* [Prompt]
Rewrite every line of the entries, requests included, from the line containing "man in dark" through the last line of the entries. Shift each answer coordinate by adding 95 to both numbers.

[Labeled-object pointing entries]
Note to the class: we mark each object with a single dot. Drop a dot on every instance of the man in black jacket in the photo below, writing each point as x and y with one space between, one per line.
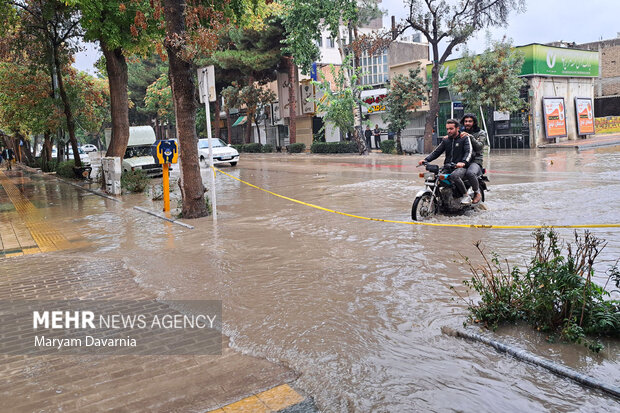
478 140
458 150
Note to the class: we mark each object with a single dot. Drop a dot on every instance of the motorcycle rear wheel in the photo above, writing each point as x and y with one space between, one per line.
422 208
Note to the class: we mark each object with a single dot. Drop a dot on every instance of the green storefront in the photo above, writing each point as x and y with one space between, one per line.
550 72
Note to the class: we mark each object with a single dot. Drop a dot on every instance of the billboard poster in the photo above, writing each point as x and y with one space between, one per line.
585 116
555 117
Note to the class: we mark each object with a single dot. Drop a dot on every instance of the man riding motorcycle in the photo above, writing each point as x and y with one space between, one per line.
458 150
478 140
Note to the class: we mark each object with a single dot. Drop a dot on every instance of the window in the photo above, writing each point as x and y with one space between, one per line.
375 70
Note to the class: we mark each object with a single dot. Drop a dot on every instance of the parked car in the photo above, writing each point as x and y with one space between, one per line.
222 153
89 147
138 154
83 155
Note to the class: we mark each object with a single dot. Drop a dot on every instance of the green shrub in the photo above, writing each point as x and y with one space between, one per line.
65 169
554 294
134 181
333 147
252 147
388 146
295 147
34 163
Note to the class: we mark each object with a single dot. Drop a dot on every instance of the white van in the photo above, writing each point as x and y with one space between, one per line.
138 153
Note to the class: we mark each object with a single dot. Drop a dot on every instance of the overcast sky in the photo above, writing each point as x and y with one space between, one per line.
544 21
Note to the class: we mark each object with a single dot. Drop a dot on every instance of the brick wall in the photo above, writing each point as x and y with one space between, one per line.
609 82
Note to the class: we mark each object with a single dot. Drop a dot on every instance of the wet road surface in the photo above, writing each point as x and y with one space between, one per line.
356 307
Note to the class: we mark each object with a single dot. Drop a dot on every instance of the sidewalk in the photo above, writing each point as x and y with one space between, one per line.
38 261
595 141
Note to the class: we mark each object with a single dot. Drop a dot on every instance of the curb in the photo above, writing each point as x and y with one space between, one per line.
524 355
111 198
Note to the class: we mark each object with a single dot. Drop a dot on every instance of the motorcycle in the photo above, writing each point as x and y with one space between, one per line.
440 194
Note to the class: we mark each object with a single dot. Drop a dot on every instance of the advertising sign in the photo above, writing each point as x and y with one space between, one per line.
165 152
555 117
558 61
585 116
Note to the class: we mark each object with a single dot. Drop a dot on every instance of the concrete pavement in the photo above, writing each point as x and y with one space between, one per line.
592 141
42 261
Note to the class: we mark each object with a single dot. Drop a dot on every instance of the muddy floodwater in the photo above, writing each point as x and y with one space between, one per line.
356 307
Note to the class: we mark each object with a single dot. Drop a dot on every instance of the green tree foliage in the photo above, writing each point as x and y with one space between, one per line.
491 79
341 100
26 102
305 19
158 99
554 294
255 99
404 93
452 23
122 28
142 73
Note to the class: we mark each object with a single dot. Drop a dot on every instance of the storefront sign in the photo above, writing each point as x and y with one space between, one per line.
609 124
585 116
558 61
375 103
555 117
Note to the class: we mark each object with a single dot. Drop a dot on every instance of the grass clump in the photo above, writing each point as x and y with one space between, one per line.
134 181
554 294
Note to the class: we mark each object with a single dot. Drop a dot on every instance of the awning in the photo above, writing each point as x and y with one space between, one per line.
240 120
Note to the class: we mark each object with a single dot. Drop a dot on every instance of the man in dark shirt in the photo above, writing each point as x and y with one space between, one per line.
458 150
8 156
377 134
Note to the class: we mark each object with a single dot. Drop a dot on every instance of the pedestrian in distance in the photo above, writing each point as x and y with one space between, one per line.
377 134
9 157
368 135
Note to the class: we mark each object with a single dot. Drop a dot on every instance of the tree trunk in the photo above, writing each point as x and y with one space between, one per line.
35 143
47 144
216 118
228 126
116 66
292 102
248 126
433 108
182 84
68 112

* [Written answer]
Note to the class: we mark each object with a single dot. Drop a dot on every instance of the man in dark shirt in the photo above, writing each point as x and y with one space between, one per line.
553 245
103 251
472 229
Note to the class: we mark each object with a single dot. Drop a dot on every instance of the pedestrian in distance in the photo above, writing each point as x and y with one space between, one per line.
472 229
104 252
463 230
Note to the class: we mark each object with a single dot. Drop a dot on every instance of the tree trunk in the photo above, writing each point as x and y with one space between, one per line.
130 238
142 239
311 213
323 221
211 161
387 197
343 221
528 203
277 179
163 207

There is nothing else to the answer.